Dataset records
BEGIN

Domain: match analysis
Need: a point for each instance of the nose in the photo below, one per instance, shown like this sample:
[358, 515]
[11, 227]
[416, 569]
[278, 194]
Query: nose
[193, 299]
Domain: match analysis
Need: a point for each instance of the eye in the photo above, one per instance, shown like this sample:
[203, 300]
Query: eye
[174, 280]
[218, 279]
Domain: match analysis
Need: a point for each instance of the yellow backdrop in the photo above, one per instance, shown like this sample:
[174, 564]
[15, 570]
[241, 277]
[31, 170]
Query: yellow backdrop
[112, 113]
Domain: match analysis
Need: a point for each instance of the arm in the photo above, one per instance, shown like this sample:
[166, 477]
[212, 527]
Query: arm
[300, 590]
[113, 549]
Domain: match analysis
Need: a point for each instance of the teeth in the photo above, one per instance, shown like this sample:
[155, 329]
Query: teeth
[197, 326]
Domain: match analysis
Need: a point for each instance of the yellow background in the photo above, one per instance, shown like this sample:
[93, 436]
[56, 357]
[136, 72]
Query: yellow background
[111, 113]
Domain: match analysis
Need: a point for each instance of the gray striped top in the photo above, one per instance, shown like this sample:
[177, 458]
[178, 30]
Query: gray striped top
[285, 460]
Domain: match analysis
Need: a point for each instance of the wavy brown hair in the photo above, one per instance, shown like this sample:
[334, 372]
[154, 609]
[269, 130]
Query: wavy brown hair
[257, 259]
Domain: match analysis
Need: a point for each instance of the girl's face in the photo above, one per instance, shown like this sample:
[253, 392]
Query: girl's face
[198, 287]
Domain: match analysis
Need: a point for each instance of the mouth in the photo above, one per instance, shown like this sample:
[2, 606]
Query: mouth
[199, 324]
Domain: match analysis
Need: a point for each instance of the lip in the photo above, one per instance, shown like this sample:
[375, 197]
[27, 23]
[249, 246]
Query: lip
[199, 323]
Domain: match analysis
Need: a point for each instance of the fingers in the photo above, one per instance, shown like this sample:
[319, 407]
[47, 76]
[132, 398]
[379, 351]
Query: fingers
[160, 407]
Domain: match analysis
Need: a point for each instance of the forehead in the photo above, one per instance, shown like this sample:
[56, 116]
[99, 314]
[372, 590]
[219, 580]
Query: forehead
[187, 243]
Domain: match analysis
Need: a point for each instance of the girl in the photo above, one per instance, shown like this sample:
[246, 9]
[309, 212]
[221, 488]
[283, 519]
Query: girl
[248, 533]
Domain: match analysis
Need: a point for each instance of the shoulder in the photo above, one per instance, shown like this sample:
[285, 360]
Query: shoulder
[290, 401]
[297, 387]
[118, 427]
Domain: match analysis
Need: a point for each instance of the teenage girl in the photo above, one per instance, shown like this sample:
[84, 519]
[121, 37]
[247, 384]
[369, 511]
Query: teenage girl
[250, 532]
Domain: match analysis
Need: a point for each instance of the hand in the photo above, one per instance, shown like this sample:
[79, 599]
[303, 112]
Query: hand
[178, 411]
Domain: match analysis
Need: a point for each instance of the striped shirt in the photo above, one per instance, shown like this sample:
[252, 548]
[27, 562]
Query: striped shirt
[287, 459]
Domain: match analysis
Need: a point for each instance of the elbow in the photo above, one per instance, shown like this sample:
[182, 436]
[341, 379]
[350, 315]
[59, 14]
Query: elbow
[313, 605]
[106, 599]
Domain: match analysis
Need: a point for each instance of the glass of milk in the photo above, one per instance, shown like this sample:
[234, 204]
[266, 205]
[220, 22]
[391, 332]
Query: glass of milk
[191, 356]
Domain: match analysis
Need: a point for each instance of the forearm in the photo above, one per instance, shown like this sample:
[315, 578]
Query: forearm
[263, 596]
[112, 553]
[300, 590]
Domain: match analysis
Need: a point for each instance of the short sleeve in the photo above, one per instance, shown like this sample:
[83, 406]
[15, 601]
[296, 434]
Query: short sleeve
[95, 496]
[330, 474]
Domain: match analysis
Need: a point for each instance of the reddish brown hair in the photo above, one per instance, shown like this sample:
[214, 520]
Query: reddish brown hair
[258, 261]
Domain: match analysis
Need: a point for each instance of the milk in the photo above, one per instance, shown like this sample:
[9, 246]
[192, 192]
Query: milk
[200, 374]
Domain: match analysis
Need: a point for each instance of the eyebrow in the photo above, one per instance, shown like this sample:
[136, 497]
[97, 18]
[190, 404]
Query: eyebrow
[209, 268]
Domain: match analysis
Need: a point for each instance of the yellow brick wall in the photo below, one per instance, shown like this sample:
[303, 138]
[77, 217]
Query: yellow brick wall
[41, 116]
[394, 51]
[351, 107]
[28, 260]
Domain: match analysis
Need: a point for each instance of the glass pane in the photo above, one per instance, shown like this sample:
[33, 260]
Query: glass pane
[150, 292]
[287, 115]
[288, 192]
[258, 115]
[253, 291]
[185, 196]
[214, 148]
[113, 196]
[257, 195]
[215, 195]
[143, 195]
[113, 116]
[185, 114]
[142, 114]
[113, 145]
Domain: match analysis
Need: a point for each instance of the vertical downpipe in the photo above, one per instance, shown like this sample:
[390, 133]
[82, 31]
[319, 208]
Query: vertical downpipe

END

• _WHAT TO WORK ON_
The response has to match the data exactly, line for line.

• _WRITTEN RESPONSE_
Domain: match analysis
Need: a point for each instance of the nose in the photo below, one per instance, shown like this sample:
[358, 515]
[11, 227]
[416, 569]
[278, 194]
Query: nose
[193, 299]
Domain: match analysis
Need: a point for each instance of the eye in the photo above, one per instance, shown like this sample:
[203, 300]
Query: eye
[174, 280]
[218, 279]
Domain: match analysis
Need: a point for each instance of the yellow backdrop in the photo above, one per instance, shown like this sample:
[174, 564]
[15, 570]
[241, 277]
[31, 170]
Query: yellow backdrop
[112, 113]
Domain: match analysis
Need: a point for each instance of the arm in the photo above, one per instance, shown like this sample:
[166, 477]
[212, 527]
Query: arm
[300, 590]
[113, 549]
Domain: match analysis
Need: a point for each instance of the teeth in the photo above, one per instance, shown like this sample:
[155, 329]
Query: teeth
[197, 326]
Domain: match analysis
Need: a point for each instance of the yellow background in the photo above, one per instance, shown like this sample:
[93, 436]
[56, 357]
[136, 72]
Query: yellow background
[111, 113]
Domain: match analysis
Need: a point for each instance of the gray striped top in the photo above, one per instance, shown like this sample:
[177, 458]
[178, 30]
Query: gray striped top
[285, 460]
Domain: match analysis
Need: a point for each instance of the wavy brown hair in the photo above, one per instance, shown like this sample:
[334, 372]
[154, 609]
[269, 130]
Query: wavy brown hair
[257, 259]
Domain: match analysis
Need: a point for each instance of the girl's face in the photo above, one per instance, shown like this sample:
[253, 392]
Query: girl's face
[198, 287]
Domain: match analysis
Need: a point for each instance of the mouth in the photo above, one per instance, shown like this sample:
[2, 606]
Query: mouth
[199, 324]
Domain: match analysis
Need: a point for each instance of the lip in the photo above, one per instance, shown like this sample:
[375, 197]
[27, 23]
[249, 246]
Query: lip
[199, 323]
Domain: match analysis
Need: a point for each instance of the fingers in the photo above, one per instance, shown like this sample:
[319, 407]
[47, 76]
[132, 398]
[379, 351]
Query: fingers
[160, 407]
Domain: match analysis
Need: a point for each instance of the forehead in the photo above, one per instance, shown like this sample:
[56, 116]
[99, 314]
[372, 590]
[219, 580]
Query: forehead
[187, 243]
Domain: match analysis
Need: a point for each instance of the girl in the photo above, one per instance, shown like this sample:
[246, 9]
[309, 212]
[221, 488]
[283, 519]
Query: girl
[248, 533]
Domain: match analysis
Need: a point for each instance of the shoulder in the photo above, one per instance, shown like this sample:
[285, 360]
Query: shoulder
[290, 401]
[297, 387]
[118, 427]
Domain: match analysis
Need: a point for each instance of the teenage girl in the photo above, one per instance, shown like this sample:
[84, 519]
[121, 37]
[247, 384]
[369, 511]
Query: teenage girl
[250, 532]
Domain: match analysis
Need: a point for each instance of the hand in the photo above, one per instance, shown like this sample:
[79, 599]
[303, 112]
Query: hand
[178, 411]
Domain: match analysis
Need: a point for each instance of the striped shirt in the photo above, one per instance, shown like this sample:
[252, 548]
[27, 562]
Query: striped shirt
[287, 459]
Domain: match analysis
Need: a point for each instance of the elbow in the photo above, one per instance, shown like this sample:
[182, 436]
[341, 379]
[350, 315]
[59, 14]
Query: elbow
[313, 605]
[106, 599]
Domain: match analysis
Need: a point for each instance of the glass of milk in the photo above, one per instance, shown like this sample:
[234, 204]
[266, 205]
[220, 22]
[391, 332]
Query: glass of milk
[191, 356]
Domain: match analysis
Need: a point for each instance of the forearm in the photo above, one per instance, shown like this sample:
[315, 578]
Query: forearm
[263, 596]
[112, 553]
[300, 590]
Domain: match analysis
Need: a point for each instance of the short sleeve in the photo above, one per instance, shown like this sample:
[83, 406]
[15, 601]
[296, 434]
Query: short sleeve
[95, 496]
[330, 474]
Domain: match analysis
Need: a point for each instance of the reddish brown hair in the photo above, one per instance, shown like this sample:
[214, 520]
Query: reddish brown hair
[258, 261]
Domain: match analysis
Need: a point for each instance of the milk in the photo above, one per instance, shown like this sample:
[9, 246]
[192, 192]
Query: milk
[200, 374]
Domain: match analysis
Need: a point for each instance of the eyebrow in the photo above, one per instance, shown like this sample:
[136, 497]
[97, 18]
[190, 404]
Query: eyebrow
[209, 268]
Domain: match analysis
Need: a point for each instance of the yellow brick wall in the photo below, one per instance, shown like this sample:
[303, 138]
[77, 217]
Query: yellow brick wall
[41, 116]
[394, 51]
[351, 107]
[28, 260]
Domain: match analysis
Need: a point for each instance of the glass pane in the photo above, one per instance, shown like this sample:
[33, 260]
Query: glass pane
[150, 292]
[287, 115]
[288, 192]
[258, 115]
[253, 291]
[185, 196]
[214, 148]
[113, 196]
[257, 195]
[215, 195]
[143, 195]
[113, 116]
[185, 114]
[142, 114]
[113, 145]
Domain: match analysis
Need: a point for each instance of the vertical downpipe in the photo above, one per instance, shown like this sample:
[390, 133]
[82, 31]
[319, 208]
Query: vertical downpipe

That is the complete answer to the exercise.